◆ Text block
+ + +
Conventional Wisdom: In early July, Pompey consolidated his army and struck with as many as 6 legions on the vulnerable position (one revealed by two Gaulish princely traitors/turncoat/thieving types). Caesar’s Ninth legion, terribly overpowered, was forced to flee from the onslaught and Pompey established a new camp on the outside of the wall. Caesar attempted to reinforce the breach with 12 cohorts under Antony, and was initially successful in stemming the retreat. Caesar then drove back the Pompeians towards the sea, re-securing part of his wall in the process. – There is some dispute here as in Goldswothy’s “Caesar” he goes to lengths to explain that Pompey broke the siege line and secured forage for his horses (perhaps after Lesnikia that follow on battle(?) ) that and lack of water the two big issues for Pompey. Whilst a success for Pompey initially, it was the follow up attack by Caesar (seeking to regain some face no doubt) after Dyrrhachium that caused Caesars woes, and clealry broke the siege for Pompey, as Caesar packed up and moved off. Comments: For me this battle was bothersome. I could not see how Pompey could / should win. If Caesar elects to be aggressive he can wipe the field. Well almost! With Pompey having to ‘move into position’ this exposes him to errors and weakness. As you recall (see videos @ http://www.youtube.com/watch?v=dxNI-4PoyXM)we found to use an alternate setup with advances the game to the 6th turn or there abouts assuming the forces are arrayed.
+ + +
◆ Information shown
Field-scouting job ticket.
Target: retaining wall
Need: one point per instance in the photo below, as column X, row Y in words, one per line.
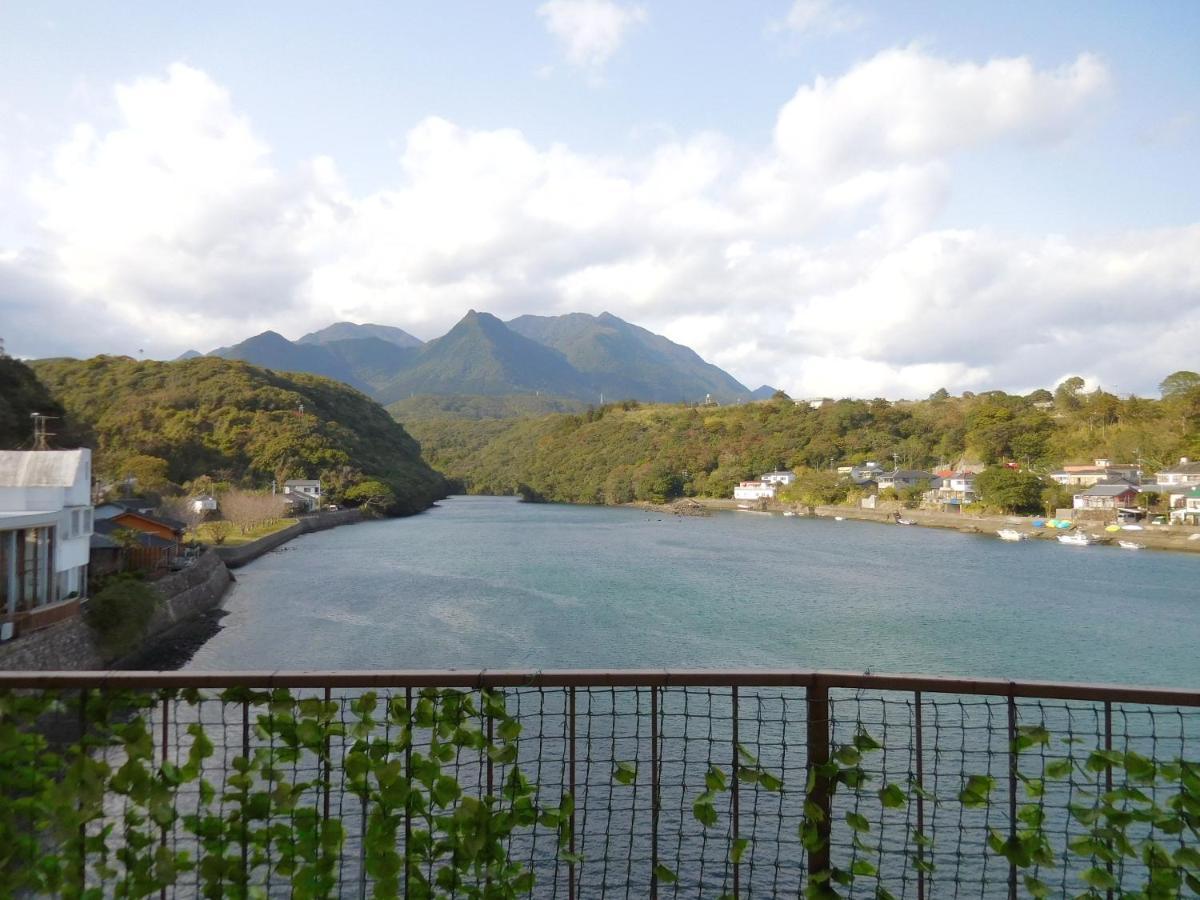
column 239, row 556
column 72, row 645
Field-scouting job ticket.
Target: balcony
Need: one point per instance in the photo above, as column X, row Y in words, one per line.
column 588, row 784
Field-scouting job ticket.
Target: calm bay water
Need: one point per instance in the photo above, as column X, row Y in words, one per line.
column 491, row 582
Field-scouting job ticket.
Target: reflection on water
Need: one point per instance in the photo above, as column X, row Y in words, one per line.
column 491, row 582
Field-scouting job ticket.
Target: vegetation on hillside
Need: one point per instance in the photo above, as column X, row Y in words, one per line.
column 21, row 395
column 622, row 453
column 171, row 424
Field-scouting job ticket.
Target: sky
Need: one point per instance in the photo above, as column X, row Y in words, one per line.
column 832, row 197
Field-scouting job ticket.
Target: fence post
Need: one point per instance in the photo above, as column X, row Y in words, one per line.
column 918, row 724
column 819, row 796
column 654, row 793
column 329, row 761
column 1012, row 790
column 245, row 823
column 736, row 811
column 166, row 738
column 1108, row 772
column 408, row 778
column 570, row 864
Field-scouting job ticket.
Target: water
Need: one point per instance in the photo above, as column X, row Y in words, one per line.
column 491, row 582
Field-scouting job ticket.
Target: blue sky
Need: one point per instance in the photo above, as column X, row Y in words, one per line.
column 941, row 163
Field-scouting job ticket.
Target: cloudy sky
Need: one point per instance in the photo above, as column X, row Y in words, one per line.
column 829, row 196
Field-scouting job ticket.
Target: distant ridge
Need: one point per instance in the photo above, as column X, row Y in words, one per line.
column 576, row 357
column 349, row 331
column 624, row 360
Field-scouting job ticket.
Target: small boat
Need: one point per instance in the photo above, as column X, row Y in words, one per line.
column 1077, row 539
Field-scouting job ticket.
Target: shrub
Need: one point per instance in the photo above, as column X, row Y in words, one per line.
column 120, row 613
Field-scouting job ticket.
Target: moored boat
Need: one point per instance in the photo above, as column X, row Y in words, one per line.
column 1077, row 539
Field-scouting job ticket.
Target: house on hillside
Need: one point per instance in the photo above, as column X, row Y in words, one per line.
column 952, row 490
column 1176, row 481
column 1188, row 511
column 1101, row 472
column 1108, row 497
column 303, row 493
column 46, row 521
column 779, row 478
column 754, row 491
column 204, row 505
column 126, row 504
column 900, row 479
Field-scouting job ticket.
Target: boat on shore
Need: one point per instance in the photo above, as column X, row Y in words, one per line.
column 1077, row 539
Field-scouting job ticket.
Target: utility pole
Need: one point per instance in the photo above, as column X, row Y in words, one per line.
column 41, row 437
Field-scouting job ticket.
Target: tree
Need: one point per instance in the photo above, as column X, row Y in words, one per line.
column 1179, row 383
column 219, row 529
column 816, row 487
column 1066, row 395
column 1009, row 490
column 371, row 496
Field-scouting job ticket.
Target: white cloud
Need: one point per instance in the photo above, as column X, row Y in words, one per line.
column 820, row 17
column 591, row 31
column 816, row 263
column 906, row 106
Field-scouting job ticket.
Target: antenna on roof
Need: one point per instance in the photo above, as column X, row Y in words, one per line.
+ + +
◆ Requirements
a – Answer the following from the Dyrrhachium text.
(i) Which of Caesar's legions was forced to flee from Pompey's attack?
(ii) How many cohorts did Caesar send under Antony to reinforce the breach?
(iii) To about which turn does the alternate setup advance the game?
b – List every action that the first two sentences of the Dyrrhachium text attribute to Pompey.

◆ Answers by task
a –
(i) The Ninth legion.
(ii) 12 cohorts.
(iii) The 6th turn, or thereabouts.

b –
- Consolidated his army
- Struck the vulnerable position with as many as 6 legions
- Established a new camp on the outside of the wall